#### Data to use:
======

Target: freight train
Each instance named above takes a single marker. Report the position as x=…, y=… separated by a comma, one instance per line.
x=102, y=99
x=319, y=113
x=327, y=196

======

Please reproduce every entry above word for word, with each line in its original order.

Target: freight train
Each instance named above takes a single marker. Report the position as x=…, y=… separated by a comma, one instance per line.
x=102, y=99
x=319, y=113
x=327, y=196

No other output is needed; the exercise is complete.